● TEXT BLOCK:
+ + + + + + +

Data Structures¶

Author: Jacob Park

Arrays¶

Use¶

Constant Random Access.
Fixed Size.

Advice¶

Array problems often have simple brute-force solutions that have $O(n)$ space complexity, but subtler solutions use the array itself to reduce space complexity to $O(1)$.
Filling an array from the front is slow, so see if it's possible to write values from the back.
Instead of deleting an entry (which requires moving all entries to its right), consider overwriting it with a tombstone.
Be comfortable with writing code that operates on subarrays.
Don't worry about preserving the integrity of the array (sortedness, etc...) until it's time to return.
A one-pass, range query algorithm can be generalized with start, current, and end indices of which each index is updated per cases qualifying the range.
A several-pass algorithm although slower than a one-pass algorithm still has $O(n)$ time complexity.

Square Root Optimization - "Poor Man's Logarithm"¶

Background¶

In the study of time complexity, $O(\log{n}) \ll O(\sqrt{n}) \ll O(n)$.
Although for a sufficiently large $n$, $O(\log{n}) \ll O(\sqrt{n})$, for $n \le 10^6$, in practice, $O(\log{n}) \approx O(\sqrt{n})$ because of the physical overhead of conditionally executing the recurrence-tree, lower bound of an $O(\log{n})$ process.

Optimization¶

Parition an array of $n$ elements into blocks of size $\sqrt{n}$ and maintain an auxiliary data structure that summarizes the elements inside each block.
Execute an $O(\sqrt{n})$ process by sequentially traversing the auxiliary data structure.

Doubly Linked Lists¶

Constant Splicing.
Dynamic Size.

Operations¶

Insert(x,l) ($O(1)$): Insert item x into doubly linked list l.
Delete(x,l) ($O(1)$): Remove item x from doubly linked list l.
Search(x,l) ($O(n)$): Return a node with item x if one exists in doubly linked list l.

Advice¶

List problems often have simple brute-force solutions that have $O(n)$ space complexity, but subtler solutions use the array itself to reduce space complexity to $O(1)$.
Consider using a sentinel to reduce edge cases such as checking empty lists.
Algorithms operating on lists often benefit from using two iterators, one ahead of the other, or one advancing quicker than the other.
A $k$-ary tree can be represented as a left-child right-sibling binary tree, a doubly chained tree.

Stacks (LIFO)¶

Use¶

Position-Based Retrieval.
Order Does Not Matter.
Nested (Recursive) Structure.

Operations¶

Push(x,s) ($O(1)$): Insert item x at the top of stack s.
Pop(s) ($O(1)$): Return and remove the top item of stack s.

Advice¶

Stacks are ideal for implementing non-trivial parsing.

+ + + + + + +

Referring expression data:
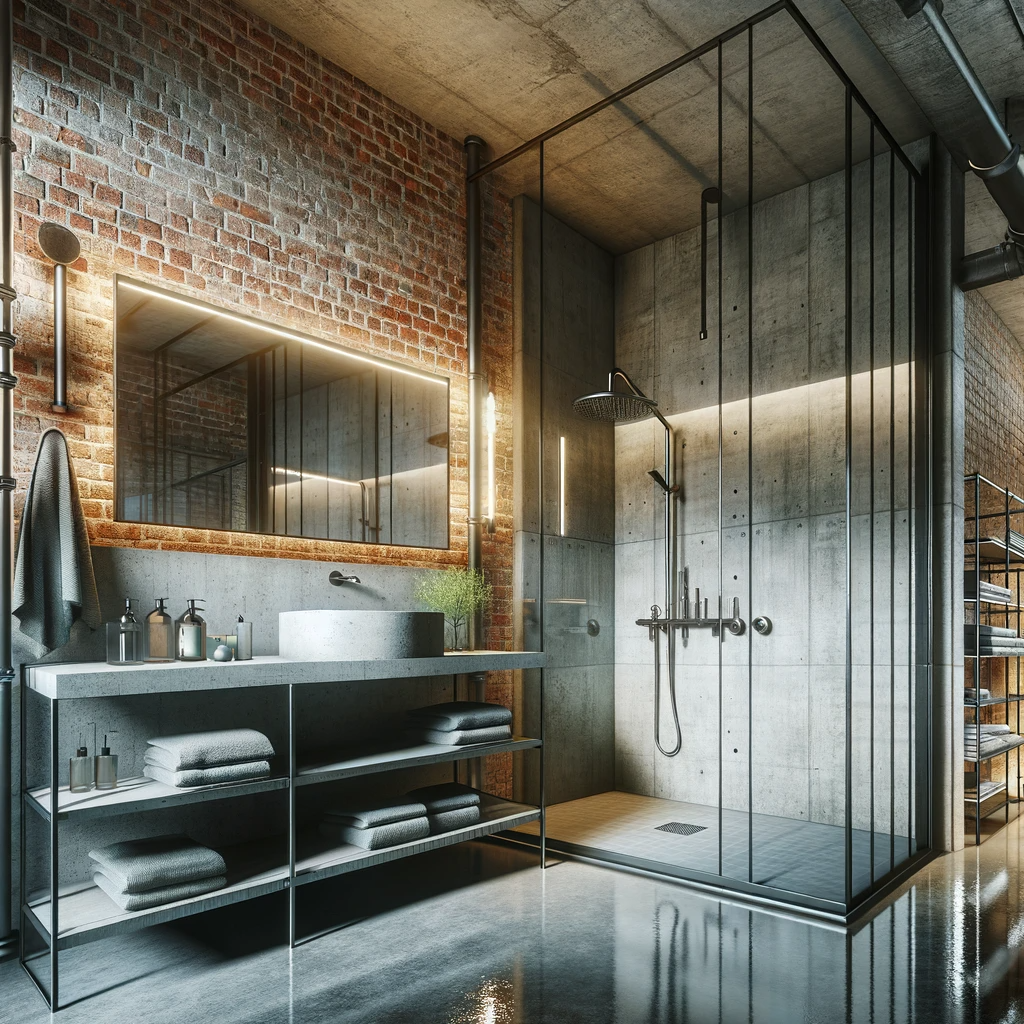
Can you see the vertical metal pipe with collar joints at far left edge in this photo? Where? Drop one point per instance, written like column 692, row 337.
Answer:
column 8, row 382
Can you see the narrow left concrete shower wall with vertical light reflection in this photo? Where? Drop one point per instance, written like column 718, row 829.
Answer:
column 577, row 566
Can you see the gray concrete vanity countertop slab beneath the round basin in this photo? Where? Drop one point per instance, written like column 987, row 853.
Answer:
column 98, row 679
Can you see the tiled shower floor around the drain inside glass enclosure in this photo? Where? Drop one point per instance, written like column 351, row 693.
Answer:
column 800, row 857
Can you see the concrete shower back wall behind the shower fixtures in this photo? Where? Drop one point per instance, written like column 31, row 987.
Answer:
column 791, row 687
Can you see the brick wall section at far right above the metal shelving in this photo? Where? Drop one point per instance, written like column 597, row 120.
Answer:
column 994, row 444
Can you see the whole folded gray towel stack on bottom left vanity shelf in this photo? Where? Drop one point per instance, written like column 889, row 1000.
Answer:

+ + + + + + +

● APPLY WHAT YOU READ:
(A) Answer these questions from the data structures notes:
(i) Into blocks of what size does the square root optimization partition an array of n elements?
(ii) What time complexity do the notes give for Search(x,l) on a doubly linked list?
(iii) What do the notes say stacks are ideal for implementing?
(B) Carry on the data structures notes from the point where they end.

● RESPONSES BY ITEM NUMBER:
(A)
(i) Blocks of size √n (the square root of n).
(ii) O(n).
(iii) Non-trivial parsing.

(B)
A Push is ideal for transitioning from a parent context to a child context.
A Pop is ideal for transitioning from a child context to a parent context.
When performing a depth-first search using a stack, it never halts for infinite-depth. It finds any path to the goal, but it has polynomial space complexity.
To prevent infinite recursion using a stack, consider depth-limiting or iterative deepening the recursion.

Queues (FIFO)¶

Use¶

Position-Based Retrieval.
Order Does Matter.
Linear Structure.

Operations¶

Enqueue(x,q) ($O(1)$): Insert item x at the back of queue q.
Dequeue(x,q) ($O(1)$): Return and remove the front item from queue q.

Advice¶

Queues are ideal for implementing non-trivial traversals.
Enqueue and Dequeue are ideal for circularly transitioning through sibling contexts.
When performing a breadth-first search using a queue, it always halts for infinite-depth. It finds the shortest path to the goal, but it has exponential space complexity.

Dictionaries¶

Use¶

Content-Based Retrieval.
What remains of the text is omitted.